WRITTEN PROBLEM: Format every line of the records below as a Markdown table with the columns No and Line, numbering the rows and leaving out blank lines.

SUPPLIED DATA:
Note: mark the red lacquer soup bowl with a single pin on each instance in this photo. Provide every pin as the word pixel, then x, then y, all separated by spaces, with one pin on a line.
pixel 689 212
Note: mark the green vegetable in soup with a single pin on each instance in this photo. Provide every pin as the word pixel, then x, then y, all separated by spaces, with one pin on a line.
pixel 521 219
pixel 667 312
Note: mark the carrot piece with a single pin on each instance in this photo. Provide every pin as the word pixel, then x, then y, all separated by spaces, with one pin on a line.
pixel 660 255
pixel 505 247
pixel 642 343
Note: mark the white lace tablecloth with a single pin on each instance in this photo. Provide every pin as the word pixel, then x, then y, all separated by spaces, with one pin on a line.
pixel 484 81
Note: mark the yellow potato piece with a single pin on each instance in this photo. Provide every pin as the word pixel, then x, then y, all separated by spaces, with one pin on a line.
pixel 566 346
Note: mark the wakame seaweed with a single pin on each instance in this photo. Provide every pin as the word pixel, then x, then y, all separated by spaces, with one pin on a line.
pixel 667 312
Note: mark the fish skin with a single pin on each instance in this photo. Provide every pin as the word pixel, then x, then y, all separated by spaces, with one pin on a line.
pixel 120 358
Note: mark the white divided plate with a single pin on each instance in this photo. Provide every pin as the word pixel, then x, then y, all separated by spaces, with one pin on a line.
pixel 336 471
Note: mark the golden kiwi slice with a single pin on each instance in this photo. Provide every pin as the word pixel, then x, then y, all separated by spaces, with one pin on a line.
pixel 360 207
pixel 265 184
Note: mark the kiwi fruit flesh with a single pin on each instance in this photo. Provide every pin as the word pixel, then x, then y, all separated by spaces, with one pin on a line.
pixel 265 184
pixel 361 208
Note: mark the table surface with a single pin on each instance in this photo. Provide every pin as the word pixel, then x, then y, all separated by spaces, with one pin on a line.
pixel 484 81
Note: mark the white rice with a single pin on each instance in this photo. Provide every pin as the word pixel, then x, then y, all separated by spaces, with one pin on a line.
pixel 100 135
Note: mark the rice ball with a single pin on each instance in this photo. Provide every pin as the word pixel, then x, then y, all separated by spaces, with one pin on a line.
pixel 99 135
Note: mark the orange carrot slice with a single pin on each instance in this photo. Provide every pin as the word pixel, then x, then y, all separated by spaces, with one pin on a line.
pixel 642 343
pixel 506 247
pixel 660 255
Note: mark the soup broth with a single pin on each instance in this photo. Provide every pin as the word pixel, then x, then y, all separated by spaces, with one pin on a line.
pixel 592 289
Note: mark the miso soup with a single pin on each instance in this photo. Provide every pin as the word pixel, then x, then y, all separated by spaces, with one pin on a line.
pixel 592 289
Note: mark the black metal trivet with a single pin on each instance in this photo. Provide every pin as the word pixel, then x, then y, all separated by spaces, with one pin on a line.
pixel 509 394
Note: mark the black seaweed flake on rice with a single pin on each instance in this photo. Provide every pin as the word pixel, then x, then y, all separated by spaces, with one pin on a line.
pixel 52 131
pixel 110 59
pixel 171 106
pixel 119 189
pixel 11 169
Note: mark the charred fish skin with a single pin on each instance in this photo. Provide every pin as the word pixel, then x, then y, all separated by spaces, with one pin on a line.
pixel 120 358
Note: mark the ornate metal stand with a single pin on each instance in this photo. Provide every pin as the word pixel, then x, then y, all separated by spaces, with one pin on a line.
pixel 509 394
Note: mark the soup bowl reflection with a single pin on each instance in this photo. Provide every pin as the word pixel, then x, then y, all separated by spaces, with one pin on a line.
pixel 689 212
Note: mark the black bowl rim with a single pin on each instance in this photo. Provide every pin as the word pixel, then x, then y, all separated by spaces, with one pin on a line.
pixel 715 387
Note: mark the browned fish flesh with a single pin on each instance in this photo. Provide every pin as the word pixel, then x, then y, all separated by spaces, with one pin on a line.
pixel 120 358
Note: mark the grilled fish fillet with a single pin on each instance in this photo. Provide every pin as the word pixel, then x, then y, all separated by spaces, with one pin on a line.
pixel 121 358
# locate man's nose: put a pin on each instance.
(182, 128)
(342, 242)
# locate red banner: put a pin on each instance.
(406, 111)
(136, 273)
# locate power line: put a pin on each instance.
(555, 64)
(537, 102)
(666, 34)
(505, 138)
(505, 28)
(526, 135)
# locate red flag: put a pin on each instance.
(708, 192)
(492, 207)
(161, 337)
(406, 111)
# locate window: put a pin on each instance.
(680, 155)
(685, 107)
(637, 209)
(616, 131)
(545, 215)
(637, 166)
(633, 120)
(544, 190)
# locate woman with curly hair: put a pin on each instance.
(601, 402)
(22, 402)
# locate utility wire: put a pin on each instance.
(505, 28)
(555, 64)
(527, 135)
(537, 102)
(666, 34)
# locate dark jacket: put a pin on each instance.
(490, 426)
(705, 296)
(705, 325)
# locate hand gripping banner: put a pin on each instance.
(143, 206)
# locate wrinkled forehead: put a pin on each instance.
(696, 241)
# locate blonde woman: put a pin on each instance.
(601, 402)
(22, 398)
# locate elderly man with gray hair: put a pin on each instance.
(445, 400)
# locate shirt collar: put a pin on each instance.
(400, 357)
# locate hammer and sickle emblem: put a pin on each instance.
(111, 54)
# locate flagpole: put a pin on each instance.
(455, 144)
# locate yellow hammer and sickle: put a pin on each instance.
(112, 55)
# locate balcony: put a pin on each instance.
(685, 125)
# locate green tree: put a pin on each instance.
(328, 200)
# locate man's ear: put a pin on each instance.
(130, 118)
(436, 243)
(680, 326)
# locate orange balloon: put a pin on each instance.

FULL SOLUTION:
| No | Line |
|---|---|
| 1 | Note: mark the red lacquer soup bowl with a single pin on each instance in this photo. Provide every pin as the word pixel, then x, then y, all separated by spaces, with one pin on a line. |
| 2 | pixel 689 212 |
| 3 | Note: mark the green vegetable in soup with a single pin on each instance in this photo. Provide every pin as the word pixel, then x, then y, all separated by spaces, with one pin on a line. |
| 4 | pixel 521 219 |
| 5 | pixel 667 312 |
| 6 | Note: mark the carrot piece with a single pin on each instance in this photo. Provide every pin as the word pixel, then x, then y, all separated by spaces, with one pin on a line. |
| 7 | pixel 660 255 |
| 8 | pixel 505 247 |
| 9 | pixel 642 343 |
| 10 | Note: mark the white lace tablecloth with a single pin on each instance in this photo. Provide every pin as the word pixel, then x, then y, all separated by spaces, with one pin on a line. |
| 11 | pixel 484 81 |
| 12 | Note: mark the yellow potato piece with a single pin on each instance in this photo. Provide every pin as the word pixel, then x, then y, all separated by spaces, with one pin on a line. |
| 13 | pixel 566 346 |
| 14 | Note: mark the wakame seaweed with a single pin on each instance in this photo. Provide every pin as the word pixel, then x, then y, all separated by spaces, with one pin on a line. |
| 15 | pixel 667 312 |
| 16 | Note: mark the fish skin with a single pin on each instance in this photo. Provide every pin as the word pixel, then x, then y, all separated by spaces, with one pin on a line. |
| 17 | pixel 120 358 |
| 18 | Note: mark the white divided plate with a single pin on each instance in this photo. Provide every pin as the word pixel, then x, then y, all separated by spaces, with one pin on a line. |
| 19 | pixel 336 471 |
| 20 | Note: mark the golden kiwi slice with a single pin on each instance in this photo. Provide every pin as the word pixel, then x, then y, all separated by spaces, with one pin on a line. |
| 21 | pixel 360 207 |
| 22 | pixel 265 184 |
| 23 | Note: mark the kiwi fruit flesh with a single pin on each instance in this photo. Provide every pin as the word pixel, then x, then y, all separated by spaces, with one pin on a line. |
| 24 | pixel 265 184 |
| 25 | pixel 361 208 |
| 26 | Note: mark the table surface with a single pin on each instance in this photo. Provide every pin as the word pixel, then x, then y, all separated by spaces, with one pin on a line. |
| 27 | pixel 484 81 |
| 28 | Note: mark the white rice with a single pin on each instance in this photo. Provide every pin as the word pixel, then x, then y, all separated by spaces, with one pin on a line. |
| 29 | pixel 100 135 |
| 30 | Note: mark the rice ball with a single pin on each instance in this photo. Provide every pin as the word pixel, then x, then y, all separated by spaces, with one pin on a line. |
| 31 | pixel 99 135 |
| 32 | Note: mark the orange carrot slice with a single pin on each instance in this photo. Provide every pin as the word pixel, then x, then y, all separated by spaces, with one pin on a line. |
| 33 | pixel 642 343 |
| 34 | pixel 506 247 |
| 35 | pixel 660 255 |
| 36 | Note: mark the soup broth with a single pin on each instance in this photo. Provide every pin as the word pixel, then x, then y, all separated by spaces, with one pin on a line. |
| 37 | pixel 592 289 |
| 38 | Note: mark the miso soup with a single pin on each instance in this photo. Provide every pin as the word pixel, then x, then y, all separated by spaces, with one pin on a line. |
| 39 | pixel 592 289 |
| 40 | Note: mark the black metal trivet with a single pin on each instance in this photo. Provide every pin as the word pixel, then x, then y, all separated by spaces, with one pin on a line. |
| 41 | pixel 509 394 |
| 42 | Note: mark the black seaweed flake on rice with a single pin on each instance in this photo. Provide every pin as the word pixel, then x, then y, all separated by spaces, with one pin on a line. |
| 43 | pixel 52 131 |
| 44 | pixel 110 59 |
| 45 | pixel 171 106 |
| 46 | pixel 119 189 |
| 47 | pixel 11 169 |
| 48 | Note: mark the charred fish skin with a single pin on each instance in this photo. Provide every pin as the word pixel, then x, then y, all separated by spaces, with one pin on a line. |
| 49 | pixel 120 358 |
| 50 | Note: mark the ornate metal stand with a single pin on each instance in this photo. Provide every pin as the word pixel, then x, then y, all separated by spaces, with one pin on a line. |
| 51 | pixel 509 394 |
| 52 | Note: mark the soup bowl reflection with a single pin on each instance in this photo. Provide every pin as the word pixel, then x, then y, all separated by spaces, with one pin on a line. |
| 53 | pixel 689 212 |
| 54 | Note: mark the black bowl rim with a single pin on each instance in this photo. Provide every pin as the word pixel, then x, then y, all separated by spaces, with one pin on a line. |
| 55 | pixel 715 387 |
| 56 | Note: mark the browned fish flesh with a single pin on each instance in this photo. Provide every pin as the word pixel, then x, then y, all separated by spaces, with one pin on a line. |
| 57 | pixel 120 358 |
| 58 | Note: mark the grilled fish fillet with a single pin on each instance in this photo. Provide every pin as the word pixel, then x, then y, all separated by spaces, with one pin on a line. |
| 59 | pixel 121 358 |
| 60 | # locate man's nose: put a pin on each instance. |
| 61 | (182, 128) |
| 62 | (342, 242) |
| 63 | # locate red banner: put a pin on each instance. |
| 64 | (406, 111) |
| 65 | (136, 273) |
| 66 | # locate power line: put a pin on each instance. |
| 67 | (555, 64) |
| 68 | (537, 102) |
| 69 | (666, 34) |
| 70 | (505, 138) |
| 71 | (505, 28) |
| 72 | (526, 135) |
| 73 | # locate red flag: put a pin on each instance. |
| 74 | (708, 192) |
| 75 | (492, 207) |
| 76 | (161, 337) |
| 77 | (406, 111) |
| 78 | # locate window: put a pin on each instance. |
| 79 | (680, 155) |
| 80 | (685, 107) |
| 81 | (637, 209) |
| 82 | (616, 131) |
| 83 | (545, 215) |
| 84 | (637, 166) |
| 85 | (633, 120) |
| 86 | (544, 190) |
| 87 | # locate woman with curly hair: put a pin on each instance. |
| 88 | (601, 402) |
| 89 | (22, 402) |
| 90 | # locate utility wire: put a pin on each instance. |
| 91 | (505, 28) |
| 92 | (555, 64) |
| 93 | (527, 135) |
| 94 | (537, 102) |
| 95 | (666, 34) |
| 96 | # locate dark jacket: put a pin on each instance. |
| 97 | (490, 426) |
| 98 | (705, 296) |
| 99 | (705, 325) |
| 100 | # locate hand gripping banner: put a pin on each instance. |
| 101 | (143, 206) |
| 102 | # locate wrinkled forehead: put a pin on each instance. |
| 103 | (696, 241) |
| 104 | # locate blonde woman: put a pin on each instance. |
| 105 | (601, 402) |
| 106 | (22, 398) |
| 107 | # locate elderly man with gray hair: put a pin on each instance. |
| 108 | (445, 400) |
| 109 | # locate shirt collar: put a pin on each instance. |
| 110 | (400, 357) |
| 111 | # locate hammer and sickle emblem: put a pin on each instance. |
| 112 | (111, 54) |
| 113 | # locate flagpole: put a pin on each instance. |
| 114 | (455, 144) |
| 115 | # locate yellow hammer and sickle: put a pin on each instance. |
| 116 | (112, 55) |
| 117 | # locate balcony: put a pin on each instance. |
| 118 | (685, 125) |
| 119 | # locate green tree: put a pin on each instance. |
| 120 | (328, 200) |
| 121 | # locate man's ear: put a pin on each instance. |
| 122 | (130, 118) |
| 123 | (436, 243) |
| 124 | (680, 326) |
| 125 | # locate orange balloon: put a pin on each instance. |